## Task instructions
Reproduce word for word the lines of the records below, starting at the line containing "like [246, 254]." and ending at the line containing "x=609 y=521", with both of those lines included.

## Start Data listing

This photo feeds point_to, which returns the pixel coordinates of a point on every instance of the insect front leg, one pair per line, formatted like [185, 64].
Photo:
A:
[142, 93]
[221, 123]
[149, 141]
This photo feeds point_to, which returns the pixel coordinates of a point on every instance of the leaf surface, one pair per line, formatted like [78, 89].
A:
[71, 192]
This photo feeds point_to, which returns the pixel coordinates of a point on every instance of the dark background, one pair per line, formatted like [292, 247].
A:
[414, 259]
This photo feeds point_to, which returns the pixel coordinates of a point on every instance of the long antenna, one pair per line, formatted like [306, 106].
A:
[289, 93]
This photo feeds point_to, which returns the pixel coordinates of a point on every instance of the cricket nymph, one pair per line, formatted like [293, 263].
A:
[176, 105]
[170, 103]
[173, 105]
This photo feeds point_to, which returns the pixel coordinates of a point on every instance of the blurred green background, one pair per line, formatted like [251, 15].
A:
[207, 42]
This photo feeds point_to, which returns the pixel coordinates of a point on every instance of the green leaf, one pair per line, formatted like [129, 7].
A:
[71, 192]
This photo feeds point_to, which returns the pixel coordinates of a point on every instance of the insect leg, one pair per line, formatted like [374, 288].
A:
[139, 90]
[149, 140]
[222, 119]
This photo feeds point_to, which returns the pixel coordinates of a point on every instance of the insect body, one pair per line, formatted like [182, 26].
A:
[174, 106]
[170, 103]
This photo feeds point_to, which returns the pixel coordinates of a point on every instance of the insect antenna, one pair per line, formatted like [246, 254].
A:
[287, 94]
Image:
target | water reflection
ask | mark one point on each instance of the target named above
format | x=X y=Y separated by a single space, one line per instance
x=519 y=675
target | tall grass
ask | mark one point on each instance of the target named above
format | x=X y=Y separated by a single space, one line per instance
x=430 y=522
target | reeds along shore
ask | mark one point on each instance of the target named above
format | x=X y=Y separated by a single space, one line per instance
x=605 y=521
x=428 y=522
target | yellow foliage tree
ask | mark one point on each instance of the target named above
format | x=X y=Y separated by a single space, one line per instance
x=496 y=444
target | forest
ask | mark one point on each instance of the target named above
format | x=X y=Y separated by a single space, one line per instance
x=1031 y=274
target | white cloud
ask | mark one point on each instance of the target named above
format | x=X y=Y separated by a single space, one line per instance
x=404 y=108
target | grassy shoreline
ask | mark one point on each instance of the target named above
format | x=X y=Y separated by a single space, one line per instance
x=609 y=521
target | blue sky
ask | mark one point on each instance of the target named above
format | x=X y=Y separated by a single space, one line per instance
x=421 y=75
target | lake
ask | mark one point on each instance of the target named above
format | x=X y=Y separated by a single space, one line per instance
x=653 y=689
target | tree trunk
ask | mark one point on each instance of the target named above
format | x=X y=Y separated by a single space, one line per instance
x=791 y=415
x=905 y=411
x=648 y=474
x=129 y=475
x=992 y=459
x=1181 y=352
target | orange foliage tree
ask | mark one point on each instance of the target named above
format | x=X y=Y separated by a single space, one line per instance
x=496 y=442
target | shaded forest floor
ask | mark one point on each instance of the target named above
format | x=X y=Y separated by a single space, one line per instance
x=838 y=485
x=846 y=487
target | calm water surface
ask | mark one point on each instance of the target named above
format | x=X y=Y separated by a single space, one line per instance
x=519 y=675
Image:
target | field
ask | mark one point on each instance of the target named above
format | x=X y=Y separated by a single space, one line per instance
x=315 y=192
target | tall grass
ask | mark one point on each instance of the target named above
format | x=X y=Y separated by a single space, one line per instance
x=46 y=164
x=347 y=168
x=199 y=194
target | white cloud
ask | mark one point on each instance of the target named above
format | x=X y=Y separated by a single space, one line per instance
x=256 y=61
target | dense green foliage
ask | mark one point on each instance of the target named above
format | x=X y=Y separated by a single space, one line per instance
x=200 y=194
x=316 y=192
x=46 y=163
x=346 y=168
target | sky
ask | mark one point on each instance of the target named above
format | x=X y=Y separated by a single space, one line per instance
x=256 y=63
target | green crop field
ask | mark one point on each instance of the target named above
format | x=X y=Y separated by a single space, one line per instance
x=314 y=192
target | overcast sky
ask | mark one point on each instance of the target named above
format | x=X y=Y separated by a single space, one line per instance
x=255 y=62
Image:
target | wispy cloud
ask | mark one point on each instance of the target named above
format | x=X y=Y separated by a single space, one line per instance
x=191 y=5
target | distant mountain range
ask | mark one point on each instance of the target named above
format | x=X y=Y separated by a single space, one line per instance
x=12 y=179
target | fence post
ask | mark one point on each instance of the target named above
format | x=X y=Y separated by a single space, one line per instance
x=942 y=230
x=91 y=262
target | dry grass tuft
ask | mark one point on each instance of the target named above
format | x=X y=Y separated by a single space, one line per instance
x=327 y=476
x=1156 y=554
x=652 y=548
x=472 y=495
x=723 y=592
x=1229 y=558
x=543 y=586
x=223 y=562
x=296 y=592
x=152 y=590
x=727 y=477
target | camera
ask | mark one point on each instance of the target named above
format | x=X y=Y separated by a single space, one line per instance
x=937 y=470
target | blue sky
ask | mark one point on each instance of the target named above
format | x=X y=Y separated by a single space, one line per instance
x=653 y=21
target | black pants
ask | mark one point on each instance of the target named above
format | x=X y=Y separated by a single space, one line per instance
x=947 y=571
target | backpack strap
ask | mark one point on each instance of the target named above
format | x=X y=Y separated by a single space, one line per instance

## End Data listing

## Finished exercise
This photo feeds point_to, which returns the pixel coordinates of a point on every instance of the insect antenna, one pair per line, formatted like [246, 254].
A:
[287, 94]
Image:
target | water reflection
ask | mark one point on each instance of the target named above
format | x=X y=Y separated by a single space, one line per instance
x=519 y=675
target | tall grass
ask | mark one point on each instance of the target named above
format | x=X y=Y separated by a single space, one line per instance
x=430 y=522
target | reeds along shore
ask | mark one point on each instance of the target named above
format | x=X y=Y separated by a single space, one line per instance
x=605 y=521
x=428 y=522
target | yellow foliage tree
ask | mark one point on each instance of the target named above
format | x=X y=Y separated by a single space, one line per instance
x=496 y=444
target | forest
ask | mark one point on each instance of the target named above
format | x=X y=Y separated by a single space, one line per instance
x=1031 y=274
target | white cloud
ask | mark one point on each instance of the target named above
format | x=X y=Y separated by a single space, one line per instance
x=404 y=108
target | grassy shoreline
ask | mark one point on each instance of the target named above
format | x=X y=Y separated by a single space, one line per instance
x=609 y=521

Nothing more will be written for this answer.